[Start of Data entries]

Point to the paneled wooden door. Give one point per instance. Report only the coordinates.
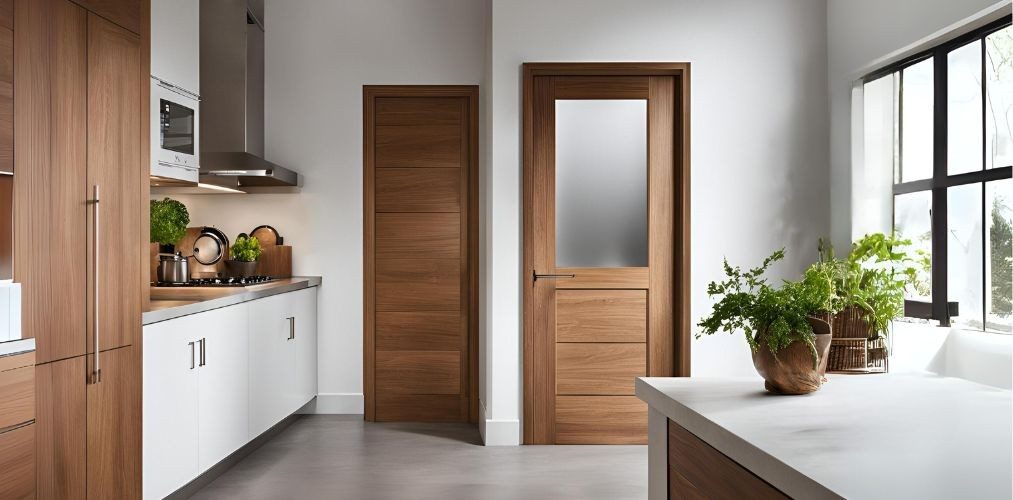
(606, 245)
(420, 249)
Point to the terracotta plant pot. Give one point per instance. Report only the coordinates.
(792, 370)
(238, 268)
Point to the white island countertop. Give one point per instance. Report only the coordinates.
(908, 435)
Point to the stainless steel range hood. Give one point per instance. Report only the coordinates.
(232, 99)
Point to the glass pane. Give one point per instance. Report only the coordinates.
(964, 252)
(177, 128)
(602, 183)
(999, 259)
(963, 112)
(879, 127)
(916, 139)
(913, 221)
(999, 98)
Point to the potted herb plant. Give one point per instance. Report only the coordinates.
(869, 284)
(244, 252)
(168, 224)
(782, 325)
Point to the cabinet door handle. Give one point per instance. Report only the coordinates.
(96, 373)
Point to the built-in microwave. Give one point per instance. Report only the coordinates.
(174, 133)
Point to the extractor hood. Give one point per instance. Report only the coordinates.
(232, 99)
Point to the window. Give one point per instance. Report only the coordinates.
(942, 121)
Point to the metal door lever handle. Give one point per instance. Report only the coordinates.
(538, 276)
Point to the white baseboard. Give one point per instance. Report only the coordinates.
(497, 432)
(335, 404)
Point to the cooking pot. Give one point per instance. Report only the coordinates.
(173, 268)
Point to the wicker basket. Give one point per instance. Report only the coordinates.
(852, 351)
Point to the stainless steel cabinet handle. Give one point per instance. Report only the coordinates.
(96, 373)
(538, 276)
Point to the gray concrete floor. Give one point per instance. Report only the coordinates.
(338, 456)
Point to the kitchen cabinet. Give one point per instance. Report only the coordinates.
(175, 43)
(198, 367)
(258, 366)
(80, 73)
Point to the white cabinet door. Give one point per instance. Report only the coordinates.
(223, 380)
(306, 346)
(175, 43)
(270, 362)
(170, 413)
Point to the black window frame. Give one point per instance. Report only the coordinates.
(940, 309)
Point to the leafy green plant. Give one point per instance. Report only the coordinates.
(771, 318)
(245, 249)
(168, 221)
(873, 277)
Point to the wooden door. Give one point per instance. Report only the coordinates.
(113, 423)
(420, 252)
(605, 235)
(113, 152)
(51, 123)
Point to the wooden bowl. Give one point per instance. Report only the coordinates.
(792, 369)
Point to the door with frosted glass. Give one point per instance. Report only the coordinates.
(600, 212)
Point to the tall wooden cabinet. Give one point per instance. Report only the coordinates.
(80, 116)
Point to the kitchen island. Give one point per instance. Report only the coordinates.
(904, 435)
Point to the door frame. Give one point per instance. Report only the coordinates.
(681, 209)
(370, 93)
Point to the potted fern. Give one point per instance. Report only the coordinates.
(782, 325)
(244, 252)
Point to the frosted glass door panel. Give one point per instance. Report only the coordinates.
(602, 183)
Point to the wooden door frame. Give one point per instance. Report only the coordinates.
(681, 284)
(370, 93)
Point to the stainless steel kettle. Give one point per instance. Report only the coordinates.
(173, 268)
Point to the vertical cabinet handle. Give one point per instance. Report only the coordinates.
(96, 373)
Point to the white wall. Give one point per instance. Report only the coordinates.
(860, 32)
(759, 144)
(319, 54)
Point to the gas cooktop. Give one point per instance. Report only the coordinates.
(221, 281)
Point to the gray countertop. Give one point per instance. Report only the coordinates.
(897, 435)
(169, 303)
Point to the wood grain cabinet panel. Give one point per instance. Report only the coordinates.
(418, 146)
(418, 111)
(700, 471)
(601, 420)
(418, 330)
(418, 284)
(406, 236)
(599, 368)
(17, 463)
(17, 396)
(419, 372)
(418, 189)
(601, 316)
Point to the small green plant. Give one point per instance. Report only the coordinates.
(245, 249)
(772, 318)
(168, 221)
(873, 277)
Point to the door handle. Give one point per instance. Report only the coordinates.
(96, 372)
(538, 276)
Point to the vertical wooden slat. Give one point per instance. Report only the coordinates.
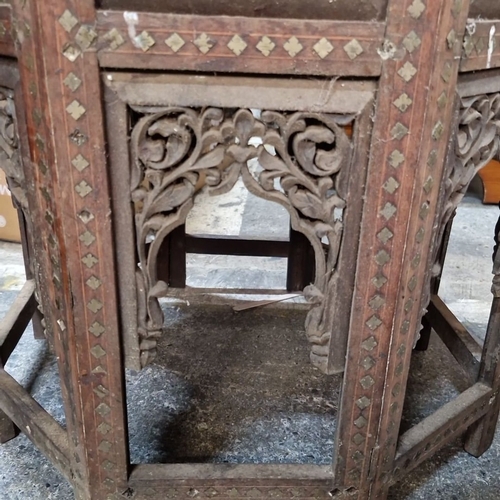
(481, 434)
(61, 79)
(300, 265)
(177, 257)
(409, 145)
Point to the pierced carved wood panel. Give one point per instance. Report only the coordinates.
(308, 163)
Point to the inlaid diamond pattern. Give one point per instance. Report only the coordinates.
(416, 9)
(353, 49)
(385, 235)
(447, 72)
(144, 41)
(388, 211)
(85, 36)
(80, 163)
(407, 71)
(293, 46)
(72, 82)
(83, 189)
(105, 446)
(367, 382)
(451, 39)
(103, 428)
(442, 100)
(399, 131)
(373, 323)
(408, 305)
(358, 439)
(480, 45)
(103, 410)
(96, 329)
(108, 465)
(396, 158)
(363, 402)
(424, 211)
(266, 46)
(377, 302)
(101, 391)
(323, 47)
(71, 52)
(175, 42)
(360, 422)
(89, 260)
(379, 281)
(237, 45)
(431, 161)
(416, 261)
(382, 258)
(87, 238)
(94, 282)
(114, 38)
(97, 351)
(405, 327)
(468, 45)
(85, 216)
(94, 305)
(391, 185)
(403, 102)
(412, 41)
(437, 131)
(368, 363)
(75, 110)
(369, 344)
(429, 183)
(419, 237)
(68, 21)
(253, 493)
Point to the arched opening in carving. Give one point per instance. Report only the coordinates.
(302, 159)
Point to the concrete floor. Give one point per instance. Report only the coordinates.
(274, 406)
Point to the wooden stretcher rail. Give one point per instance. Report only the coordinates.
(155, 41)
(16, 320)
(235, 246)
(222, 481)
(451, 420)
(455, 336)
(47, 435)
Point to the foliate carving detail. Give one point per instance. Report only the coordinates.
(477, 143)
(10, 158)
(299, 156)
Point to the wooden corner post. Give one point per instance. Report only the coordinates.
(410, 139)
(63, 104)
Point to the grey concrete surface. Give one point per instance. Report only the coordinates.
(249, 393)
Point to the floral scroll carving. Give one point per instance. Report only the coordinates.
(300, 155)
(477, 142)
(10, 157)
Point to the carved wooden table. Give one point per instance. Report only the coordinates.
(379, 114)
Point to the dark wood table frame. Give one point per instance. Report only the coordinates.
(432, 123)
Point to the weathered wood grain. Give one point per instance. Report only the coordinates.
(142, 40)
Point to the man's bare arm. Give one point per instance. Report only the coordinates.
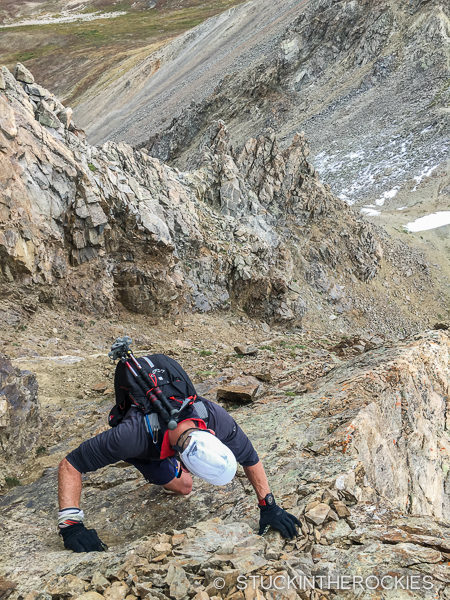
(69, 485)
(257, 477)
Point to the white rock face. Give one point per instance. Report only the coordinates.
(91, 227)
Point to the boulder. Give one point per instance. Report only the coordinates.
(20, 421)
(46, 116)
(318, 514)
(243, 390)
(22, 74)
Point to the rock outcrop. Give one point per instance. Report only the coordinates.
(88, 227)
(20, 421)
(373, 513)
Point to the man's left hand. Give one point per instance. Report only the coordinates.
(276, 517)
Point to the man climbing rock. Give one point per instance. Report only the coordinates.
(204, 441)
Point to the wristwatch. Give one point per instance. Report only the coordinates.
(268, 501)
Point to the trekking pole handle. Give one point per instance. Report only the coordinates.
(157, 396)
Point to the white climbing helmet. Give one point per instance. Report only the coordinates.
(206, 457)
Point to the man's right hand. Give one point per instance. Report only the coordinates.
(79, 539)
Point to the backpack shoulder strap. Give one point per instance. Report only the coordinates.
(201, 410)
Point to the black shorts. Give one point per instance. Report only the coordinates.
(158, 472)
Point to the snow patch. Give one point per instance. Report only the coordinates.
(425, 173)
(370, 212)
(387, 196)
(432, 221)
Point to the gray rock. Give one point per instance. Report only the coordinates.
(46, 116)
(318, 514)
(20, 421)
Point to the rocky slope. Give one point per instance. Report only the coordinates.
(253, 229)
(365, 81)
(360, 453)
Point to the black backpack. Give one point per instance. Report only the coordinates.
(165, 372)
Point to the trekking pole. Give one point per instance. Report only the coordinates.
(121, 350)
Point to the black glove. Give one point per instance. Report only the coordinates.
(274, 516)
(79, 539)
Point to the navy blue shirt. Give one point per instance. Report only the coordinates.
(130, 441)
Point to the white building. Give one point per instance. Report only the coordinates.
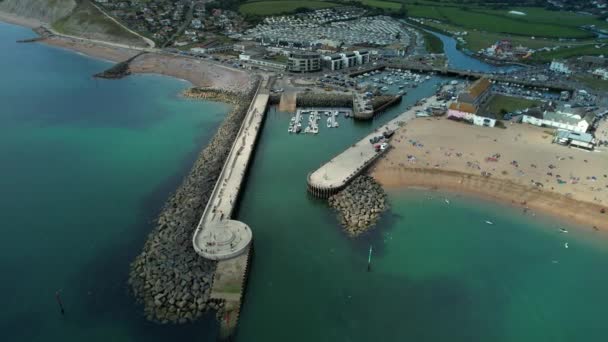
(344, 60)
(601, 73)
(581, 140)
(564, 119)
(560, 67)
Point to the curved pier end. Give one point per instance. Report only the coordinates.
(221, 240)
(334, 175)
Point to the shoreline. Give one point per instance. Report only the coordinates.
(581, 213)
(198, 72)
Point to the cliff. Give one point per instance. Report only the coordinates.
(73, 17)
(43, 10)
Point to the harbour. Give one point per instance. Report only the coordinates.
(428, 270)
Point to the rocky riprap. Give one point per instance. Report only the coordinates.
(171, 281)
(359, 205)
(324, 100)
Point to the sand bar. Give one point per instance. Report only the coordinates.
(525, 168)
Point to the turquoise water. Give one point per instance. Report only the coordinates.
(439, 272)
(85, 166)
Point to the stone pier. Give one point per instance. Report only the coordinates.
(334, 175)
(217, 237)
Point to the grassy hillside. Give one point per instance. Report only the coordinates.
(537, 21)
(87, 21)
(44, 10)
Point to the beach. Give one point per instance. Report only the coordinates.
(518, 165)
(199, 72)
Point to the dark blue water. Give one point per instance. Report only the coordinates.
(85, 165)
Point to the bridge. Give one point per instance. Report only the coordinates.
(334, 175)
(476, 74)
(217, 236)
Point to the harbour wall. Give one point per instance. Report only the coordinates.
(168, 278)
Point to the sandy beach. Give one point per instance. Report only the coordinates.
(200, 73)
(518, 165)
(21, 21)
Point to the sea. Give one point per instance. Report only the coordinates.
(86, 165)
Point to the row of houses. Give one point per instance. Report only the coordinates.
(469, 101)
(305, 61)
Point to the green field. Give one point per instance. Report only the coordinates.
(563, 53)
(593, 83)
(500, 104)
(87, 21)
(476, 40)
(280, 7)
(537, 22)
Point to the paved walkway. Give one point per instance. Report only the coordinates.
(213, 238)
(336, 173)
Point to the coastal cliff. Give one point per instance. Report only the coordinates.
(70, 17)
(46, 11)
(168, 277)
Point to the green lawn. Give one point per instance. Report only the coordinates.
(562, 53)
(506, 104)
(280, 7)
(476, 40)
(87, 21)
(537, 22)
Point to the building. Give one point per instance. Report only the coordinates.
(333, 62)
(477, 93)
(344, 60)
(469, 102)
(362, 107)
(304, 62)
(560, 67)
(581, 140)
(262, 62)
(569, 119)
(467, 112)
(601, 73)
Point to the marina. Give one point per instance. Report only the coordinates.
(315, 115)
(340, 170)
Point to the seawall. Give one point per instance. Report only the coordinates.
(168, 278)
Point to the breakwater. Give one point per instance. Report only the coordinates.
(324, 100)
(383, 102)
(359, 205)
(118, 70)
(218, 236)
(337, 173)
(168, 278)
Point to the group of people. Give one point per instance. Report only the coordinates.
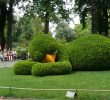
(8, 55)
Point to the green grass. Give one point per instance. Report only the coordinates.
(77, 80)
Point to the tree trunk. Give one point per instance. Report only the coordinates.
(2, 24)
(46, 31)
(106, 26)
(94, 17)
(10, 23)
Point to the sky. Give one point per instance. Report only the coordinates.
(72, 23)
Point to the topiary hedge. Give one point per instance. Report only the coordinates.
(41, 69)
(41, 45)
(62, 53)
(23, 67)
(90, 52)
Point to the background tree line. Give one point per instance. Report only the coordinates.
(38, 14)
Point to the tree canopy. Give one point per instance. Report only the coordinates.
(98, 10)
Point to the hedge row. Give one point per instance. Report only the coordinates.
(57, 68)
(41, 69)
(91, 52)
(23, 67)
(41, 45)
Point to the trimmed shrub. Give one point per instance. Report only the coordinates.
(41, 45)
(91, 52)
(23, 67)
(57, 68)
(62, 54)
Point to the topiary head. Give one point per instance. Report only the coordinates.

[End of Data entries]

[Goal of the exercise]
Output as a JSON list of strings, one string per line, the records from the line that contains "Point to the topiary hedge." through the end of the records, with both ends included and blank lines left out.

[Problem solution]
[
  "Point to the topiary hedge. Give one point per instance. Report only the coordinates.",
  "(41, 69)",
  "(41, 45)",
  "(62, 53)",
  "(23, 67)",
  "(90, 52)",
  "Point to the background tree line. Give one point per instance. Report only the coordinates.",
  "(38, 14)",
  "Point to the tree canopy. Give one point per instance. Report only the coordinates.",
  "(98, 10)",
  "Point to the hedge row. Give one point per instance. Report only the coordinates.",
  "(57, 68)",
  "(41, 69)",
  "(91, 52)",
  "(23, 67)",
  "(41, 45)",
  "Point to the trimmed shrub. Give one point per instance. Report only the coordinates.",
  "(41, 45)",
  "(91, 52)",
  "(23, 67)",
  "(57, 68)",
  "(62, 54)",
  "Point to the topiary head. Give one point per instance. Report only the coordinates."
]